# TEXTAUSZUG
Gottes Schiedsspruch
Gottes Schiedsspruch ist relativ kurz und salomonisch. Beide hätten recht und unrecht zugleich: „Jener beklagt, was ihm nicht gehört, dieser rühmt sich einer Herrschaft, die er nicht aus sich selbst hat. Doch der Streit ist nicht ganz ohne Sinn. Ihr habt beide wohl gefochten: Jenen zwingt Leid zum Klagen, diesen die Anfechtung des Klägers, die Wahrheit zu sagen. Darum, Kläger, dir sei die Ehre; Tod, habe den Sieg! Denn jeder Mensch ist pflichtig, dem Tode das Leben, den Leib der Erde, die Seele uns zu geben.“ [30]
Das klingt beim ersten Hören mittelalterlich-konventionell, und das abschließende Gebet des Ackermanns für die Seele seiner Frau passt zu diesem Eindruck. Vergegenwärtigt man sich aber angesichts des Urteils noch einmal die Hauptargumente der Streitenden, erkennt man plötzlich die eigentliche Absicht des Autors:
Der Tod vertritt weitgehend Positionen mittelalterlicher Weltverachtung und eines stoischen Skeptizismus hinsichtlich der menschlichen Natur, wie ihn die Kirche seit alters lehrte, um die Seele vor den Verführungen der Welt zu bewahren, sie im Leid zu trösten und aufs Jenseits vorzubereiten. Gott spricht ihm in dem Streit den Sieg zu, aber das Lob ist vergiftet, denn es handelt sich ausdrücklich um einen ehrlosen Sieg: quasi um einen „Arbeitssieg“ – der Tod tut halt, was er von Natur aus tun muss!
Die Antwort des Ackermann auf den contemptus mundi, die mönchische Weltverachtung des Todes, ist das Lob des Lebens und des Menschen – insbesondere der Frau – als Gotteswerk und Gottesgabe. Er hebt die Freiheit und Vernuftbegabung des Menschen hervor, die sonst nicht einmal Engel und Teufel haben. Und er besteht darauf, dass ein glückliches und sinnvolles Leben schon auf Erden möglich ist, insbesondere in Form des Ehelebens: Die Spitze gegen den ehelosen Mönchs- und Priesterstand ist unüberhörbar! Man nannte diese Haltung später „Humanismus“. Gott aber, so wie Johannes von Saaz ihn urteilen lässt, spricht ihm eben dafür die Ehre zu.
Ein neues Bild vom Menschen
Was Johannes von Saaz will, wird noch deutlicher, wenn man darauf schaut, welche traditionellen Argumente und Themen in dem Streitgespräch nicht oder nur am Rande vorkommen oder aber vom Ackermann besonders angegriffen werden.

# GEGEBENE INFORMATIONEN
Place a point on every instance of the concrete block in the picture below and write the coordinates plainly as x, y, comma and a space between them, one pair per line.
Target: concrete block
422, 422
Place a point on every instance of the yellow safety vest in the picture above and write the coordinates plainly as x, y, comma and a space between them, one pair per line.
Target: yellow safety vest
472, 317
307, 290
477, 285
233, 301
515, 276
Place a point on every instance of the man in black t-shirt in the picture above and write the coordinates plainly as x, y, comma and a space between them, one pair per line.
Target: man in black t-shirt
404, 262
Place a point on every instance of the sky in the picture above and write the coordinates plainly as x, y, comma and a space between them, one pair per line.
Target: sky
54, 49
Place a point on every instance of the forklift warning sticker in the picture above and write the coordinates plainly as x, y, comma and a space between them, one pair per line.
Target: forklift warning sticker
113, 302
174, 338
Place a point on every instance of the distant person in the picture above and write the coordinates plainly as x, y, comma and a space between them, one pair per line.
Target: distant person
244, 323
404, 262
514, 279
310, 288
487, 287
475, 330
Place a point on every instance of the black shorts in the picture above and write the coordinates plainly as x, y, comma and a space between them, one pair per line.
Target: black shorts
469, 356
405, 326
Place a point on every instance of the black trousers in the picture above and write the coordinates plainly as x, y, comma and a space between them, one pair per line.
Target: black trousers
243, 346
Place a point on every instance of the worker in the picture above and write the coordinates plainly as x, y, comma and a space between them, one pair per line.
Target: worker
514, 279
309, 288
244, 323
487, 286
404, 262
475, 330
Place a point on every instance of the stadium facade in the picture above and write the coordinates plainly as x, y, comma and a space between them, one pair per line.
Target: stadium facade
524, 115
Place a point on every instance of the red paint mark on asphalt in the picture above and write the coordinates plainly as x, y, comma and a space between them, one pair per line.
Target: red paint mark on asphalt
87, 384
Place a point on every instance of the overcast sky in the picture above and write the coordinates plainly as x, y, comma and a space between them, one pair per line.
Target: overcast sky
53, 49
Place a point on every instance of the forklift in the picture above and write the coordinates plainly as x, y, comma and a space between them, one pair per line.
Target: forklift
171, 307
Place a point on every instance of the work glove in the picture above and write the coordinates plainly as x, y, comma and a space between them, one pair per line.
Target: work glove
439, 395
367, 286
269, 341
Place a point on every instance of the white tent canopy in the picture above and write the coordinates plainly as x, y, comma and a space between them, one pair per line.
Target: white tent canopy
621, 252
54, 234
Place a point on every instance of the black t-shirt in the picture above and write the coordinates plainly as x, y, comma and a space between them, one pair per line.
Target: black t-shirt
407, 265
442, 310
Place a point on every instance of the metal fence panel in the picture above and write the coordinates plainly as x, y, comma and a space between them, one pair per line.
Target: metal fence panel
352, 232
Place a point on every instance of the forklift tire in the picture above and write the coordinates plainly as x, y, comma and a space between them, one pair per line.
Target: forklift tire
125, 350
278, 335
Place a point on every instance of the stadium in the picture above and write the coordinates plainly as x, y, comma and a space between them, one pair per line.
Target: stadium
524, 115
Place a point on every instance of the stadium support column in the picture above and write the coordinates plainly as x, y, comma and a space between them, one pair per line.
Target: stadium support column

# AUFGABE
Führe den Auszug über das Streitgespräch zwischen Ackermann und Tod dort fort, wo er aufhört.

# ANTWORT
Die Zeitgenossen waren fasziniert vom Bild des „Totentanzes“, auf dem Vertreter aller Stände als Totengerippe beim Reigen zu sehen sind. Es war als Memento mori, als Erinnerung und Warnung gedacht, dass der Tod alle, ob arm oder reich, machtlos oder mächtig, gleichermaßen ereilt. Johannes erweist diesem Topos Referenz, wenn er den Tod von sich sagen lässt, er sei ein gerechter Mäher. Doch der Ackermann glaubt ihm nicht: „Ihr sagt, Eure Sense haue ohne Wahl. Wie kommt es dann, dass sie mehr Disteln als gute Blumen, mehr falsche als echte Kamillen, mehr böse Leute als gute unversehrt lässt?“ [31]
Ein weiteres großes Anliegen des Spätmittelalters war die Ars moriendi, die „Kunst zu Sterben“: Man verstand darunter die Organisation des Lebens als Vorbereitung auf den Tod, der jederzeit eintreten konnte, als fromme Zurüstung auf das Jenseits, wo einen das wahre Leben erwartete. Johannes ignoriert dieses Thema: Sein Tod erwähnt zwar die Gastrolle des Menschen auf Erden, doch auf die üblichen Versprechungen vom Leben im Jenseits verzichtet er. Sein Ackermann schwärmt denn auch nur von den Wonnen und der Vollkommenheit des irdischen Daseins, von den Freuden des Himmels weiß er nichts.
Die Ursünde als Ursache für den Tod wird zwar erwähnt, aber ebenfalls nicht weiter thematisiert. Im Gegenteil, der ständige Hinweis des Ackermanns auf die Tugend der Verstorbenen gräbt dieser theologischen Rechtfertigung des Sterbenmüssens, an dem Eva maßgeblich schuld sei, das Wasser ab. Und daß das frühe Hinscheiden der Frau im Kindbett eine gerechte Strafe oder Prüfung für den Ehemann sein könnte, fällt dem Tod erst gar nicht ein!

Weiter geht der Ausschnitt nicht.